■ **Text**:

We believe that Anthony is capable and motivated to do relevant research on both multi-agent reinforcement learning (as explored in section 5.1 of our research agenda on Cooperation, Conflict, and TAI), which he can combine with work for his PhD, and s-risk macrostrategy. We have been impressed with the quality of Anthony’s application to our summer research fellowship (for which we accepted him), previous research and research proposals he shared with us, and some of his public writings.

We think that having time to devote to research will accelerate both Anthony’s development as well as s-risk research progress more broadly since he will likely be able to make important contributions soon.

  • Grant size: $47,409
  • Payout date: August 7, 2020
  • Fund managers: Brian Tomasik, Jonas Vollmer, Lukas Gloor
  • Disbursing charity: Effective Altruism Foundation

We made a grant of USD 47,409 to Animal Ethics for mainstreaming research on wild animal suffering in academia and the wider animal advocacy community. Animal Ethics plans to achieve this through publications and targeted outreach.

The staff at Animal Ethics seem to share our mission to a significant extent. We know their leadership somewhat well and have come to trust them. We appreciate that they work on wild animal suffering with longtermist concerns in mind. Given the grant size, we did not investigate Animal Ethics very thoroughly. It is our impression that they have good ideas for how to build the academic field. 

We tentatively believe that work on wild animal suffering, insofar as it is presented carefully, creates potentially long-lasting changes to people’s moral outlook. In particular, we think that “identifying problems as problems”, even if they are inconvenient and tricky to address, is an important attitude. We have noticed that several people who are very active in the longtermist effective altruism community, and the s-risk subcommunity in particular, have built up an activist identity around the issue of wild animal suffering.

We are currently uncertain about how important it is to grow this cause area, both for its direct effects on attitudes toward wild animals and its indirect effects on growing various activist communities. We note that there are various risks associated with the topic, particularly the potential of accidental harm from unreflected or uncooperative attitudes by animal activists (e.g., blanket advocacy for rainforest destruction). We have found that Animal Ethics are aware of this responsibility and are framing the issue in the right light. Nonetheless, before considering a follow-up grant, we will investigate whether funding this sort of work in general is robustly valuable by our lights.

  • Grant size: $28,528
  • Payout date: August 7, 2020
  • Fund managers: Brian Tomasik, Jonas Vollmer, Lukas Gloor
  • Disbursing charity: Effective Altruism Foundation

We made a grant of $28,528 to Rory Svarc, a second-year MSc student in Economics at Birkbeck College, University of London. Rory estimates that this will free up about 45h per week because he will not be forced to take on a full-time job while studying to cover basic living expenses in London as well as remaining course fees. He cannot take on a student loan since this is his second graduate degree.

Based on our interactions with Rory through two application processes, we believe that he is committed to reducing suffering and has the potential to become a researcher in one of our priority areas. His general academic research skills seem to be high.

■ **Problem 1**: Reproduce, word for word, the portion of the grant report between "We made a grant of $28,528" and "to be high.", inclusive.
■ **Problem 2**: According to the grant report, why is Rory Svarc unable to take on a student loan?

■ **Supplied material**:

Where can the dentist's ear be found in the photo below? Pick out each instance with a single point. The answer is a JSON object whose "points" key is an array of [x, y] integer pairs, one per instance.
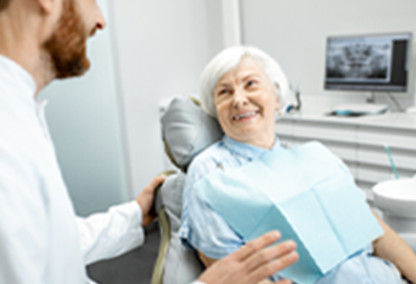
{"points": [[48, 6]]}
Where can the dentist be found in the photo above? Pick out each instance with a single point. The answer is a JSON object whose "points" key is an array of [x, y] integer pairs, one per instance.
{"points": [[41, 239]]}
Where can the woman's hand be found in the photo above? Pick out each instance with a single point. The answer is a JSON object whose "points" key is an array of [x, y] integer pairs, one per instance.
{"points": [[393, 248], [253, 262]]}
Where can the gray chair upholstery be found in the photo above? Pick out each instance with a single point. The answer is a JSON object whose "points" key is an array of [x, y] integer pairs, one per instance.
{"points": [[186, 131]]}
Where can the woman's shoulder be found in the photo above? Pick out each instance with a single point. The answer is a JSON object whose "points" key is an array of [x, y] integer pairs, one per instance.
{"points": [[207, 160], [314, 147]]}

■ **Exercise response 1**:
We made a grant of $28,528 to Rory Svarc, a second-year MSc student in Economics at Birkbeck College, University of London. Rory estimates that this will free up about 45h per week because he will not be forced to take on a full-time job while studying to cover basic living expenses in London as well as remaining course fees. He cannot take on a student loan since this is his second graduate degree.

Based on our interactions with Rory through two application processes, we believe that he is committed to reducing suffering and has the potential to become a researcher in one of our priority areas. His general academic research skills seem to be high.

■ **Exercise response 2**: This is his second graduate degree.